■ Information:

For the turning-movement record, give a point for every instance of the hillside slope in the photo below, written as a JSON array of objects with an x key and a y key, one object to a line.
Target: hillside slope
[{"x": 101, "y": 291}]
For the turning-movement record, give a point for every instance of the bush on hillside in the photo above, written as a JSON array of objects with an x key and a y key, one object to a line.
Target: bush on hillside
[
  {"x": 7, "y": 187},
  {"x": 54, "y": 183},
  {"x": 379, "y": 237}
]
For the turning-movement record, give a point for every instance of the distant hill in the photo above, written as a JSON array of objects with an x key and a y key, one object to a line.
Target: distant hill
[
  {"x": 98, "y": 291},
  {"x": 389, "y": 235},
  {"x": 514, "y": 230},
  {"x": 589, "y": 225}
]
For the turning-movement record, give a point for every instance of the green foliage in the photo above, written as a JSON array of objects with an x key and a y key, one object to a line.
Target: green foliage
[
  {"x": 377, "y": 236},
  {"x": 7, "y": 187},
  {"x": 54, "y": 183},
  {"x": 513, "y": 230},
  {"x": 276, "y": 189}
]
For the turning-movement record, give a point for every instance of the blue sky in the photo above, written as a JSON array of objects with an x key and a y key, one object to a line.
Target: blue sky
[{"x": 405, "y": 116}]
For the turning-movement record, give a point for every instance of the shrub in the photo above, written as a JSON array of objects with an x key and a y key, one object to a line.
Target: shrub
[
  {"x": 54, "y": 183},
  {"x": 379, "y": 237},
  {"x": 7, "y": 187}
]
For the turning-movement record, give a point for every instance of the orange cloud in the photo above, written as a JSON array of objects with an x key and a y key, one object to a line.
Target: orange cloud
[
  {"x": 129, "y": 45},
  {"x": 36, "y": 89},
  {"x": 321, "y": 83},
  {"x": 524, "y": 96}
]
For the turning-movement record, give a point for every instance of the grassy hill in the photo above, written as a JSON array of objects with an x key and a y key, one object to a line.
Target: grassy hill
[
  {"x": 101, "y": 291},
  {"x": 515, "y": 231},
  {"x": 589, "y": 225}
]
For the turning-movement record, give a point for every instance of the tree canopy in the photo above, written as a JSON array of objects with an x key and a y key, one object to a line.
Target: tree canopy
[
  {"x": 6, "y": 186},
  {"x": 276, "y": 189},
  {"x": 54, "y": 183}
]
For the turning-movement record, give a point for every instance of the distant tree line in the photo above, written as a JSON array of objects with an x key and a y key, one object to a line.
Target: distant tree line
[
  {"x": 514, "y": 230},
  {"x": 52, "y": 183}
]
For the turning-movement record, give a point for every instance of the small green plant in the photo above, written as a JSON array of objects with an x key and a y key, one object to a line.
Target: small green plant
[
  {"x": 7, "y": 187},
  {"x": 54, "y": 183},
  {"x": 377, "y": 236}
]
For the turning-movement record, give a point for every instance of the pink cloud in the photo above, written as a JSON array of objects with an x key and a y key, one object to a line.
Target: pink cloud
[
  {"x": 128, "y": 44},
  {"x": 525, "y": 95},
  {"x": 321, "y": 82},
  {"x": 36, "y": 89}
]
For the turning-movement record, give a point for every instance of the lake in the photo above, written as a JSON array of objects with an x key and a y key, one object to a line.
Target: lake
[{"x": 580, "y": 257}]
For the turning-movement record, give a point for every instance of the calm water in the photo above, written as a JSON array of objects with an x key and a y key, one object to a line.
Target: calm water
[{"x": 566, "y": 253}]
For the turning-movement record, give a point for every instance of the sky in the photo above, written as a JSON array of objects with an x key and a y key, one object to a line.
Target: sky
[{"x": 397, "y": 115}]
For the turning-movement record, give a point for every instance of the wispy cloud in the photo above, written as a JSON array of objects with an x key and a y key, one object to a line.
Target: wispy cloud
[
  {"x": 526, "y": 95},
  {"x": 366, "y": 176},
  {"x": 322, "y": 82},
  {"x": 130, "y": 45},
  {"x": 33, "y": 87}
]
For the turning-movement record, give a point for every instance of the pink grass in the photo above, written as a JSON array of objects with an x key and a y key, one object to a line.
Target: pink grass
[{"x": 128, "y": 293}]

* * *

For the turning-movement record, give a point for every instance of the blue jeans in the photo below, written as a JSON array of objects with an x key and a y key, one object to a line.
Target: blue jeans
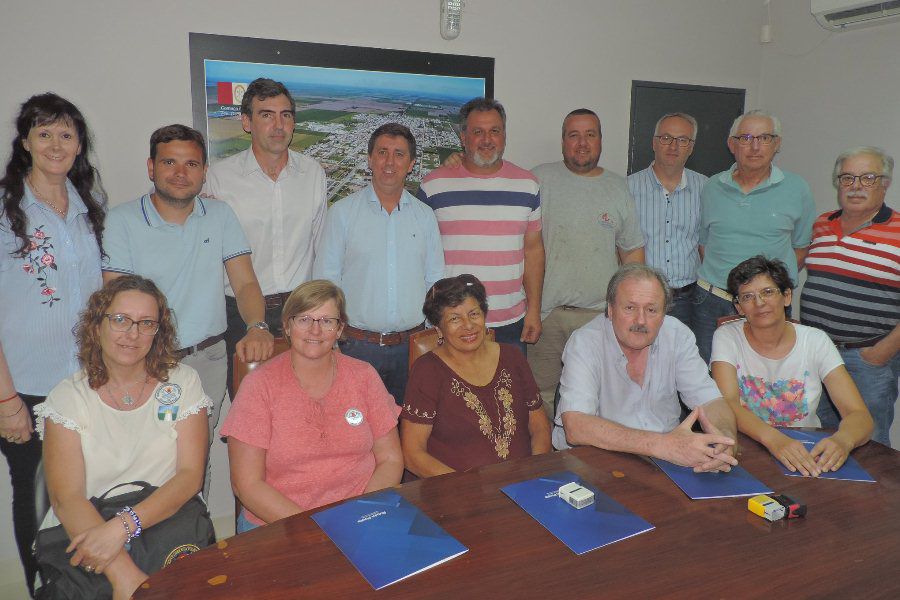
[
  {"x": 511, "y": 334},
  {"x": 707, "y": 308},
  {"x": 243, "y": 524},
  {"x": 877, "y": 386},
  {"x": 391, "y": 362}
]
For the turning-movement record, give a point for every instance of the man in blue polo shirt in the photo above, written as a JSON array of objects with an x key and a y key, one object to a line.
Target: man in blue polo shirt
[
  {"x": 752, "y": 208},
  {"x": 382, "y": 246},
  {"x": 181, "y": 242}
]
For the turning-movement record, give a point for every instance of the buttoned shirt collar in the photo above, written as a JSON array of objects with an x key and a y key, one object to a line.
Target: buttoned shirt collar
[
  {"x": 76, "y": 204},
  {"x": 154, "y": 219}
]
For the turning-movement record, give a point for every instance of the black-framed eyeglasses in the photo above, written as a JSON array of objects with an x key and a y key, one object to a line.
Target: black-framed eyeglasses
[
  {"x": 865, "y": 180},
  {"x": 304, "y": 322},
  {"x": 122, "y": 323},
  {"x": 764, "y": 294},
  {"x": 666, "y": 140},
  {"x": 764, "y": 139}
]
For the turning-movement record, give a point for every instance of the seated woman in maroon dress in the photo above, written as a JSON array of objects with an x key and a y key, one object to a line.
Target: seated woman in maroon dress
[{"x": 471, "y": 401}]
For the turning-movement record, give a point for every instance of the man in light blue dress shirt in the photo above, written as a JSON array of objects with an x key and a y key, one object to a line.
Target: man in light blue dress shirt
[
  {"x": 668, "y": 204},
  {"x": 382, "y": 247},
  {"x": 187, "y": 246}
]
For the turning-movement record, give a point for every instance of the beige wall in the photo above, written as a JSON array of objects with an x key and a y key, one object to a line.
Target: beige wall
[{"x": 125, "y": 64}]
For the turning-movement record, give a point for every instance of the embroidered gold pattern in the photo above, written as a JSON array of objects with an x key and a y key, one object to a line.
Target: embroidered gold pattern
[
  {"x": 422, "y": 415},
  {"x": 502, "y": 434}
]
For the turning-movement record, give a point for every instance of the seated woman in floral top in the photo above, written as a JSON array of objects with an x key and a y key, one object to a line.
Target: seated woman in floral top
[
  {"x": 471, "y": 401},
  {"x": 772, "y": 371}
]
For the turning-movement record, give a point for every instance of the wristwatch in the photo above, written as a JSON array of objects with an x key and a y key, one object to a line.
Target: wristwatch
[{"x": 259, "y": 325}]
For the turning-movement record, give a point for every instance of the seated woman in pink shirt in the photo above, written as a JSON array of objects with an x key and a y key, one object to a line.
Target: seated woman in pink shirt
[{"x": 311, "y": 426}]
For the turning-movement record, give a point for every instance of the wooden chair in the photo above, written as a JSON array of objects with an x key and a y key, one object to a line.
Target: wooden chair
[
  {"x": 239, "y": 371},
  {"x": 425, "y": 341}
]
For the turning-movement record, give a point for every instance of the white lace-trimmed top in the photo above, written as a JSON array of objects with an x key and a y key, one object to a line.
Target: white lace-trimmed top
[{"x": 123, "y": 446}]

■ Exercise objective:
From the material above, retype precisely the lines between the line holding "of the hillside" and the line holding "of the bush", inclusive, and nothing beyond them.

■ Your response:
For the turning-movement record, give a point for every instance of the hillside slope in the photo below, written as a JSON array of objects with an x key and a y key, one object to a line.
Target: hillside slope
[{"x": 101, "y": 291}]
For the turning-movement record, give a point for every instance of the bush on hillside in the photo above, written as a JSON array of objects with an x key and a y key, one object to a line.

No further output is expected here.